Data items

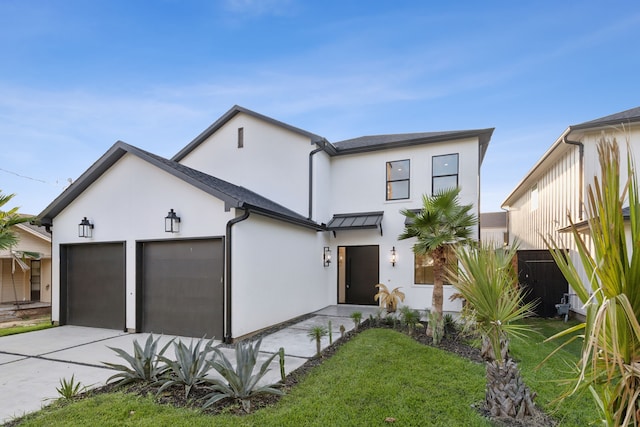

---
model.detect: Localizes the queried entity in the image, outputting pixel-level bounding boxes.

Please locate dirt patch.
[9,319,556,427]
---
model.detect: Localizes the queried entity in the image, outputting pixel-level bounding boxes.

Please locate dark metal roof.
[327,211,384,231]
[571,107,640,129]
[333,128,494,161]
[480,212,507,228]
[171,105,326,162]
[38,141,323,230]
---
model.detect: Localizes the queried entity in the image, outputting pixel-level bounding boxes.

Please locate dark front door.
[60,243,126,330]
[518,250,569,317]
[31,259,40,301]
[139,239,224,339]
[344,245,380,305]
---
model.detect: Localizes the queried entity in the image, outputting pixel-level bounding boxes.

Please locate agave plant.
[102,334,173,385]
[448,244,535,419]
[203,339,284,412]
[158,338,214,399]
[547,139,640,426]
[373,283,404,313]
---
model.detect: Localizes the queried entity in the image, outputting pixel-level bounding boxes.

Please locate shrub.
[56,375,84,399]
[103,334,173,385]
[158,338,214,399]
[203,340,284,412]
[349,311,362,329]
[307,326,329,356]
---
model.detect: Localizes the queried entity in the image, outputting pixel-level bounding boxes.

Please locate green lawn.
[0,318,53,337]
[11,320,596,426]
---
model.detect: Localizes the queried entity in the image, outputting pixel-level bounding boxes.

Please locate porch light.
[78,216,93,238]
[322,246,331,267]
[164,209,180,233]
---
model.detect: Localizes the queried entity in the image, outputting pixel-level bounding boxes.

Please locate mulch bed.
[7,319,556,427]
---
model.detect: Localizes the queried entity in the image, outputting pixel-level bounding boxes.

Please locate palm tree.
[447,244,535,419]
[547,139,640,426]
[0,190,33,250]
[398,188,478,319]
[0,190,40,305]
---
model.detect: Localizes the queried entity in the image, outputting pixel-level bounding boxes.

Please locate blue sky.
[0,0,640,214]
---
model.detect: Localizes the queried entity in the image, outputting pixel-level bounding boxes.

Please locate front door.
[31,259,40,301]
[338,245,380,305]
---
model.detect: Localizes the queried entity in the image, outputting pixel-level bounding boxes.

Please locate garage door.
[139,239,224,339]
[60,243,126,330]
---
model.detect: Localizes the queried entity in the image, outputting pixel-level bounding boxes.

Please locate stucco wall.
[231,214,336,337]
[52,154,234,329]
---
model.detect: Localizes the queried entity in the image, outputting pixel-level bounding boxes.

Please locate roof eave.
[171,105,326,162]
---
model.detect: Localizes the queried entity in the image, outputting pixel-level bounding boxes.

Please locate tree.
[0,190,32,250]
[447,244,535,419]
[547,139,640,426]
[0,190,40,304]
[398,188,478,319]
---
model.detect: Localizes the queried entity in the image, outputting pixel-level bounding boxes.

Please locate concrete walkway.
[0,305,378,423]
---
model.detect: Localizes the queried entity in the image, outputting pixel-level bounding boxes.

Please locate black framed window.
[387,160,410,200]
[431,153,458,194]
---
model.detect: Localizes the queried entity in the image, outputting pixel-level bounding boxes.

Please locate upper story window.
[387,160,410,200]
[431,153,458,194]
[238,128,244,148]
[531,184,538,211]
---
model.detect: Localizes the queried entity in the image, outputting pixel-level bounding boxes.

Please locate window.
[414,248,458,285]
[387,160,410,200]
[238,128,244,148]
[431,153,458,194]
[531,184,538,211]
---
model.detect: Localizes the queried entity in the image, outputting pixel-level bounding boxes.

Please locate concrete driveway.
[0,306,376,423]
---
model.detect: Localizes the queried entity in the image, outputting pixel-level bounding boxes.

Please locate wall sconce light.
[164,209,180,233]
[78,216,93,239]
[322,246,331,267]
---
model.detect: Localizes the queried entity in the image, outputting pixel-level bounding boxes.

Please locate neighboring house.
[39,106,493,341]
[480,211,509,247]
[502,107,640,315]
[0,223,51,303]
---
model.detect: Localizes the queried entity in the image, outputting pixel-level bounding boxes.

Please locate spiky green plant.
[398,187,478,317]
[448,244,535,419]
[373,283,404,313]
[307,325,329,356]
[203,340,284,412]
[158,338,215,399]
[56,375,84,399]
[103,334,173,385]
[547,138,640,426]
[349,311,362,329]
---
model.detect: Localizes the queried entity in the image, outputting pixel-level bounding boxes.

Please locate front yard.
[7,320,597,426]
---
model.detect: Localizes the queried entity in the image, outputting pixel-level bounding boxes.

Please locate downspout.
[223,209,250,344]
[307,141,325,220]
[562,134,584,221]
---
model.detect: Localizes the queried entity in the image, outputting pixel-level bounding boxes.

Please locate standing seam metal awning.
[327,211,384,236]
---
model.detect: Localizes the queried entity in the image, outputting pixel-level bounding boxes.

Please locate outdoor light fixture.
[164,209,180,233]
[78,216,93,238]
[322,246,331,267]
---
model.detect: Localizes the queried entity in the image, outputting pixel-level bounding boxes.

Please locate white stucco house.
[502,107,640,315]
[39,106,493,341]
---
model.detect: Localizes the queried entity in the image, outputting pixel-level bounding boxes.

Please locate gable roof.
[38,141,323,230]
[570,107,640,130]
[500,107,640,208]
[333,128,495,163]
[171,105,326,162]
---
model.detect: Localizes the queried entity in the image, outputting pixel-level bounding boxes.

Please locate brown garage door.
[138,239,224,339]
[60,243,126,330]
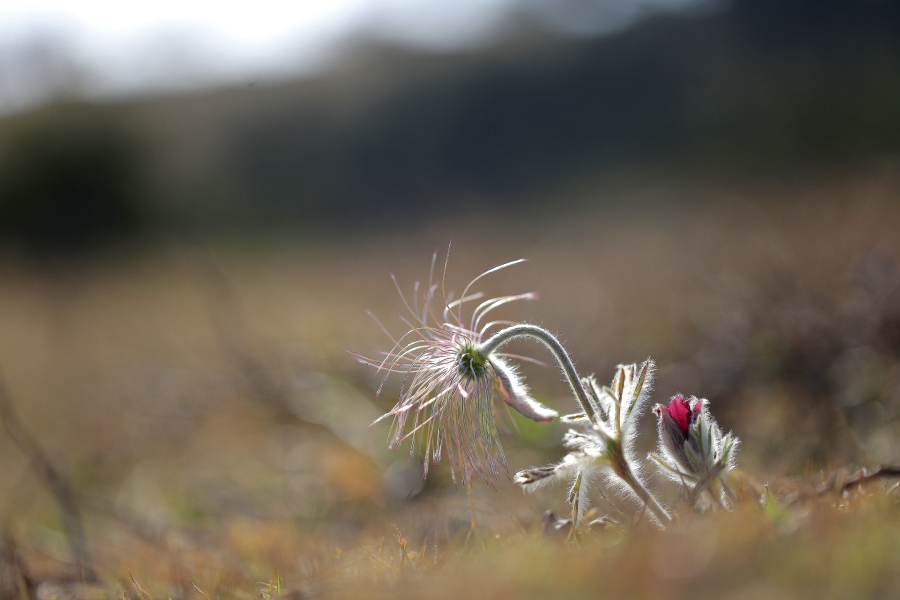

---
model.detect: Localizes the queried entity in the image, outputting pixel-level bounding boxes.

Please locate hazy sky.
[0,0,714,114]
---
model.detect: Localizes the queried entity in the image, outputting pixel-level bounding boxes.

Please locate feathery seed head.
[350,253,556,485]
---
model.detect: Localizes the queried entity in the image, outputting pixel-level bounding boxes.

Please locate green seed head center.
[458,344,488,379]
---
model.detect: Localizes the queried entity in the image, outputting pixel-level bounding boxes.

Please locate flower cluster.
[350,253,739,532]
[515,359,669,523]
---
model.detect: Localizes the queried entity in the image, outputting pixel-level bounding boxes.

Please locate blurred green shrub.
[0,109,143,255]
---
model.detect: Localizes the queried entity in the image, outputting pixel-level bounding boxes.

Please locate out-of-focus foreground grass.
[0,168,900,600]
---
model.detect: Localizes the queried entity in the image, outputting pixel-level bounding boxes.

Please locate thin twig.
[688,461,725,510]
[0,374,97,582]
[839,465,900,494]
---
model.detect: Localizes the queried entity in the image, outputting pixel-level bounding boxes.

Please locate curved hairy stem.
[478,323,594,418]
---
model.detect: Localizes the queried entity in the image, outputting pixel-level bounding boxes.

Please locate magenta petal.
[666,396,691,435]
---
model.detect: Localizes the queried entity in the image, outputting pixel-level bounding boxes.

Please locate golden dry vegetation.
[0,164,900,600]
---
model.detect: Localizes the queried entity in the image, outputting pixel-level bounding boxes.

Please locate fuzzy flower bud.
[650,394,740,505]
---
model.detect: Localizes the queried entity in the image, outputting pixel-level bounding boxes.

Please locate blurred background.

(WRITTEN REQUEST):
Please gather every line from the items above that contains the word "garage". Case counts.

(RESPONSE TO THIS TASK):
Please locate garage door.
Please locate brown garage door.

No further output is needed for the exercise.